(What is required): What you give back from the listing below should be an exact copy of the lines from the one with "[locate] the sea water" down to the one with "[locate] the rocky summit", and it should contain no pictures.

(Extracted entries):
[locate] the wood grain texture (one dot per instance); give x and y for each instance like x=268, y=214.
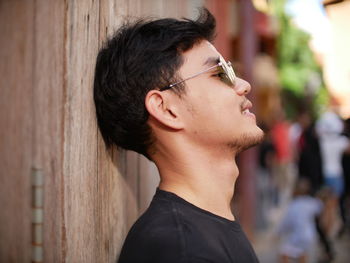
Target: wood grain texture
x=16, y=131
x=47, y=115
x=81, y=216
x=48, y=101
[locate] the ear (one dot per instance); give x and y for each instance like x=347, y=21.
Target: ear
x=162, y=107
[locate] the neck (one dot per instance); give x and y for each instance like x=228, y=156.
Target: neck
x=202, y=177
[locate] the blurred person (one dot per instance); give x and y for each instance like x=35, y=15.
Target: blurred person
x=282, y=170
x=297, y=230
x=345, y=197
x=329, y=128
x=310, y=159
x=163, y=90
x=267, y=186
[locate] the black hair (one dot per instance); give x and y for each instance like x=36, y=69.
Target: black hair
x=141, y=56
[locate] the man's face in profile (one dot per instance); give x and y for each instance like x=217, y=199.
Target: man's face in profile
x=215, y=114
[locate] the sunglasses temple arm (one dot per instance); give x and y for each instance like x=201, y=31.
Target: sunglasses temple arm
x=191, y=77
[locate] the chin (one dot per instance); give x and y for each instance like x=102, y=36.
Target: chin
x=247, y=140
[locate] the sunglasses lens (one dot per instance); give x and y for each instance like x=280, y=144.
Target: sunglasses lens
x=229, y=76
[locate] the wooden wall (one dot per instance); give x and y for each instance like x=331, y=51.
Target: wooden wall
x=48, y=50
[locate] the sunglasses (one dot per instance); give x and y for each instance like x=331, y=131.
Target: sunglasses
x=225, y=72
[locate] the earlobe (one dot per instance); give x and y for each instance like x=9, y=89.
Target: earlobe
x=160, y=107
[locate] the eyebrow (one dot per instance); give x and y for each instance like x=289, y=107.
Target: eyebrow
x=211, y=61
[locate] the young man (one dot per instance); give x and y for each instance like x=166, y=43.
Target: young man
x=163, y=90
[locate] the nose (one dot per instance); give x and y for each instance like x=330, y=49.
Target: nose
x=242, y=87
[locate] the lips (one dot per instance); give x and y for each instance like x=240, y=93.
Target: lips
x=245, y=106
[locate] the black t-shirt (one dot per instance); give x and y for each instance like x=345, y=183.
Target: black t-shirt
x=173, y=230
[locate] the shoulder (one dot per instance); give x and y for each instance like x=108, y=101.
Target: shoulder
x=155, y=237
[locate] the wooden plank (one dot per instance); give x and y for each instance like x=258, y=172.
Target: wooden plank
x=82, y=216
x=16, y=56
x=118, y=206
x=48, y=105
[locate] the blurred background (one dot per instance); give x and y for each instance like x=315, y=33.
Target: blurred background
x=64, y=198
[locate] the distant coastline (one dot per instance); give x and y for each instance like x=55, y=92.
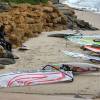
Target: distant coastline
x=78, y=5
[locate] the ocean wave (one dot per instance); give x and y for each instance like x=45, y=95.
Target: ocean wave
x=90, y=5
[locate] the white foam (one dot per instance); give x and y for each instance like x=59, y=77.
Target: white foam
x=90, y=5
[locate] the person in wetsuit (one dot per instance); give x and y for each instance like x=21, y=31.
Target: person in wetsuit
x=6, y=45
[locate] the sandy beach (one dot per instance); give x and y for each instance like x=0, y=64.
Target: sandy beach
x=47, y=50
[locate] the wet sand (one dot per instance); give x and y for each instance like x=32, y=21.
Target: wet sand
x=47, y=50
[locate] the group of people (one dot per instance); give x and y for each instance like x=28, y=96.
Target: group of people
x=3, y=42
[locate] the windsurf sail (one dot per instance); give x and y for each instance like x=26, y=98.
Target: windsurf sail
x=21, y=78
x=83, y=56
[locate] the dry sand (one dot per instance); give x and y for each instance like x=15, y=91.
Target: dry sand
x=47, y=50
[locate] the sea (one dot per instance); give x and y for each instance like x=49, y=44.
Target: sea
x=88, y=5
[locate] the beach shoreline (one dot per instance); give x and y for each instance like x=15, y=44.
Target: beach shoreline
x=46, y=50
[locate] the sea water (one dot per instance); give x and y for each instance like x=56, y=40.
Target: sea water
x=90, y=5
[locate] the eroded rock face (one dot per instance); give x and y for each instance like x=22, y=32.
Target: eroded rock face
x=72, y=21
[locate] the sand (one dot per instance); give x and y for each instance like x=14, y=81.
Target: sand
x=47, y=50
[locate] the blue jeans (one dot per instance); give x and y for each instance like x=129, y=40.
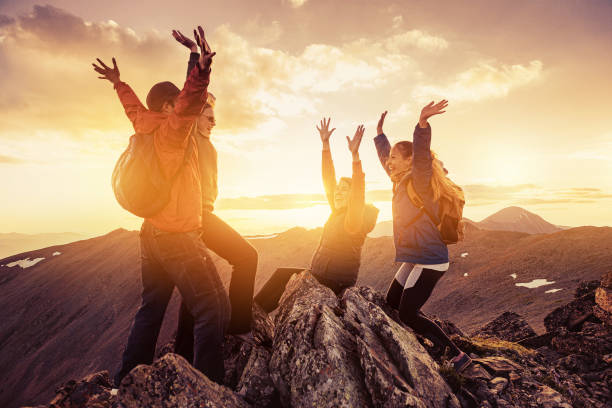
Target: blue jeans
x=181, y=260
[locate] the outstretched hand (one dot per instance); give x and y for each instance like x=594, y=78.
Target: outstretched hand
x=186, y=41
x=206, y=53
x=381, y=122
x=110, y=74
x=355, y=142
x=432, y=109
x=324, y=131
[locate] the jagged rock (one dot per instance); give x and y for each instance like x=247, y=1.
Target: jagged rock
x=352, y=354
x=236, y=354
x=549, y=398
x=595, y=345
x=172, y=382
x=508, y=326
x=263, y=326
x=603, y=294
x=571, y=315
x=396, y=345
x=498, y=366
x=498, y=385
x=586, y=288
x=315, y=360
x=476, y=372
x=93, y=391
x=256, y=385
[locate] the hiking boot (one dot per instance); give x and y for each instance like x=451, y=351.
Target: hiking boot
x=461, y=362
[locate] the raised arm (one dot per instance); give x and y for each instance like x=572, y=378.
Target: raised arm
x=383, y=147
x=353, y=222
x=194, y=56
x=191, y=99
x=131, y=104
x=422, y=161
x=327, y=164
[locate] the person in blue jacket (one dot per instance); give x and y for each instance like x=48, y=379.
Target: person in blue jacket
x=418, y=243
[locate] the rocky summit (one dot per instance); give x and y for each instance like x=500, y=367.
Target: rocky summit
x=321, y=350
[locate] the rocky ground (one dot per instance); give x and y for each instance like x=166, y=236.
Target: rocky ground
x=352, y=351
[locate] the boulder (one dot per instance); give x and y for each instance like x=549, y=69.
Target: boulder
x=315, y=361
x=508, y=326
x=397, y=348
x=171, y=382
x=255, y=385
x=571, y=315
x=93, y=391
x=603, y=294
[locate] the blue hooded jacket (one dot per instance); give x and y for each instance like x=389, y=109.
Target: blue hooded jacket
x=417, y=239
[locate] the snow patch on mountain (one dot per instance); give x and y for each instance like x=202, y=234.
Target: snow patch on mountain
x=536, y=283
x=25, y=263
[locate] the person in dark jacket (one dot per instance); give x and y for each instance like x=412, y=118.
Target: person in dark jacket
x=218, y=236
x=336, y=261
x=418, y=243
x=338, y=257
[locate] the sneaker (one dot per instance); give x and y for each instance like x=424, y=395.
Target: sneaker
x=461, y=362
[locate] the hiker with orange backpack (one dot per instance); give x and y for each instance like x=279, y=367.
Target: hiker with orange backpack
x=217, y=235
x=427, y=209
x=158, y=178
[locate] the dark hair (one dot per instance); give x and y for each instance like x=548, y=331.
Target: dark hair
x=160, y=93
x=405, y=148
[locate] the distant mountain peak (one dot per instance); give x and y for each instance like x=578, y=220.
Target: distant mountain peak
x=517, y=219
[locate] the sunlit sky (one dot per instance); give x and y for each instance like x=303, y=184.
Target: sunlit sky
x=529, y=120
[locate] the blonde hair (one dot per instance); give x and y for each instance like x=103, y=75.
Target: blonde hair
x=441, y=185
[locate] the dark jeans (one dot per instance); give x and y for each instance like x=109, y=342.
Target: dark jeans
x=408, y=301
x=230, y=245
x=181, y=260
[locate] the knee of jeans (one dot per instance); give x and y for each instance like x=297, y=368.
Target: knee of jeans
x=248, y=257
x=151, y=313
x=212, y=311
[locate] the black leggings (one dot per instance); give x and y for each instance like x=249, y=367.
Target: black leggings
x=410, y=295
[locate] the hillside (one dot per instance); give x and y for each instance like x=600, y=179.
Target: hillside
x=69, y=314
x=519, y=220
x=14, y=243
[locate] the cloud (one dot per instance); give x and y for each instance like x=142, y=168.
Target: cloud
x=272, y=202
x=415, y=38
x=485, y=81
x=476, y=195
x=62, y=92
x=297, y=3
x=529, y=194
x=10, y=160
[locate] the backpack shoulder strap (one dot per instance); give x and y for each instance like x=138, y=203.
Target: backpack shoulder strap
x=186, y=156
x=419, y=202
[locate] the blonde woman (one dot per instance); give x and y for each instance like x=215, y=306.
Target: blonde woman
x=418, y=243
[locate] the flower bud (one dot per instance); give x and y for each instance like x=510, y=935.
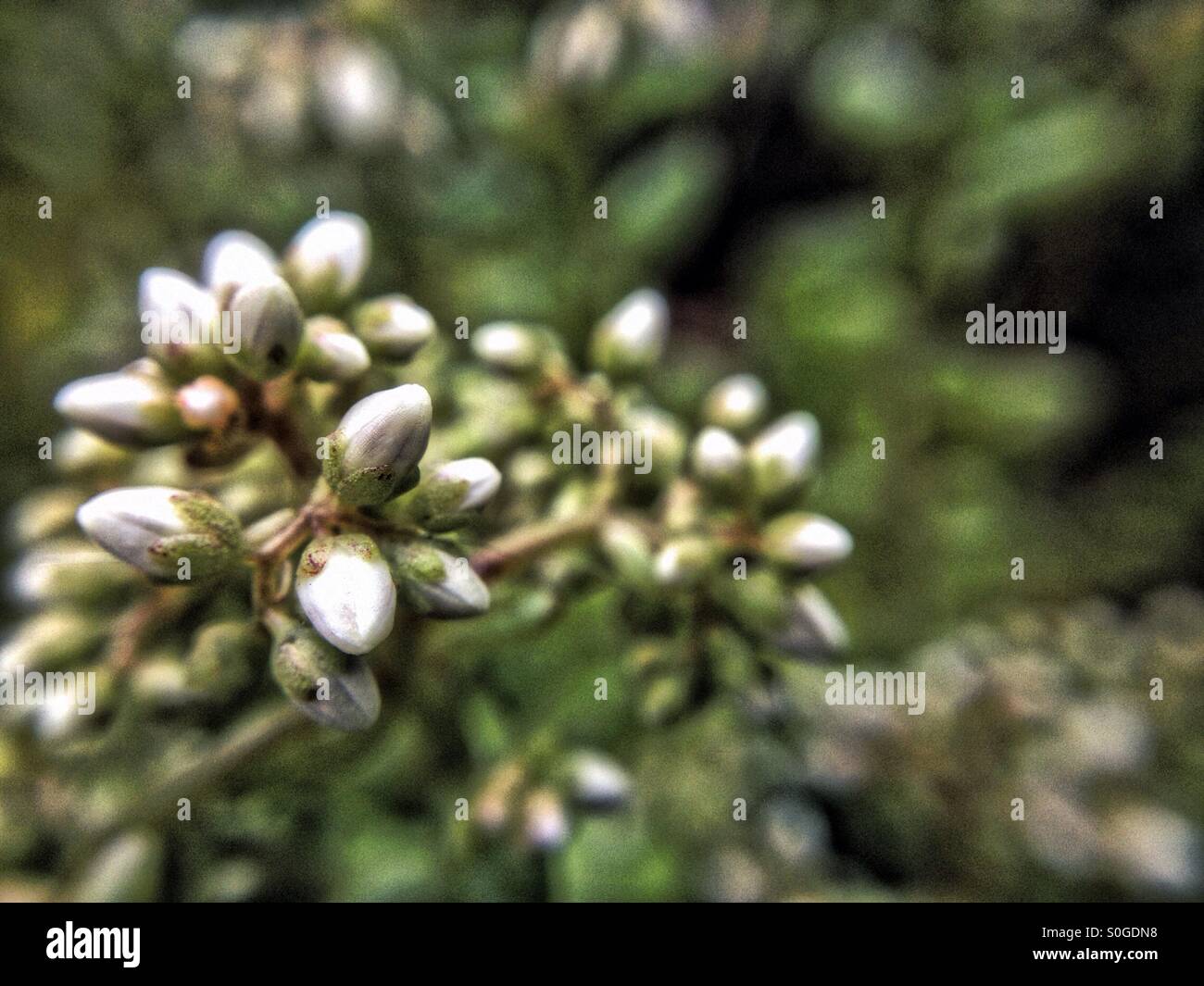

(Answer to this problem):
[locate] the sea water (one dot per instance); give x and y for each instance like x=56, y=40.
Target: sea water
x=90, y=5
[locate] the eroded rock face (one dot per instance); give x and y for each instance like x=22, y=32.
Target: eroded rock face
x=72, y=21
[locate] the sand (one dot per instance); give x and y for each instance like x=14, y=81.
Target: sand
x=47, y=50
[locate] the blue jeans (one dot per instance); give x and y for each instance like x=129, y=40.
Target: blue jeans
x=181, y=260
[locate] the outstretched hand (one dot per instance); give x and y for each instance like x=594, y=78.
Target: outstretched hand
x=186, y=41
x=206, y=53
x=381, y=122
x=110, y=74
x=355, y=142
x=432, y=109
x=324, y=131
[locate] the jagged rock (one dot per instance); give x and y for each instance like x=247, y=1.
Target: jagged rock
x=352, y=354
x=236, y=354
x=549, y=398
x=595, y=345
x=172, y=382
x=508, y=326
x=263, y=326
x=603, y=294
x=571, y=315
x=396, y=345
x=498, y=366
x=498, y=385
x=586, y=288
x=315, y=360
x=476, y=372
x=93, y=391
x=256, y=385
[locate] the hiking boot (one dot per instance); give x and y for each instance like x=451, y=351.
Target: hiking boot
x=461, y=362
[locate] the raised arm (one dot per instance); give x and y for each instance like x=572, y=378.
Target: raised arm
x=383, y=147
x=353, y=222
x=194, y=56
x=191, y=99
x=131, y=104
x=422, y=161
x=327, y=164
[locate] the person in blue jacket (one dot per instance); give x and y for each instance like x=48, y=379.
Target: person in blue jacket
x=418, y=243
[locate] the rocky summit (one dot per instance); give x and y for each instance like x=500, y=367.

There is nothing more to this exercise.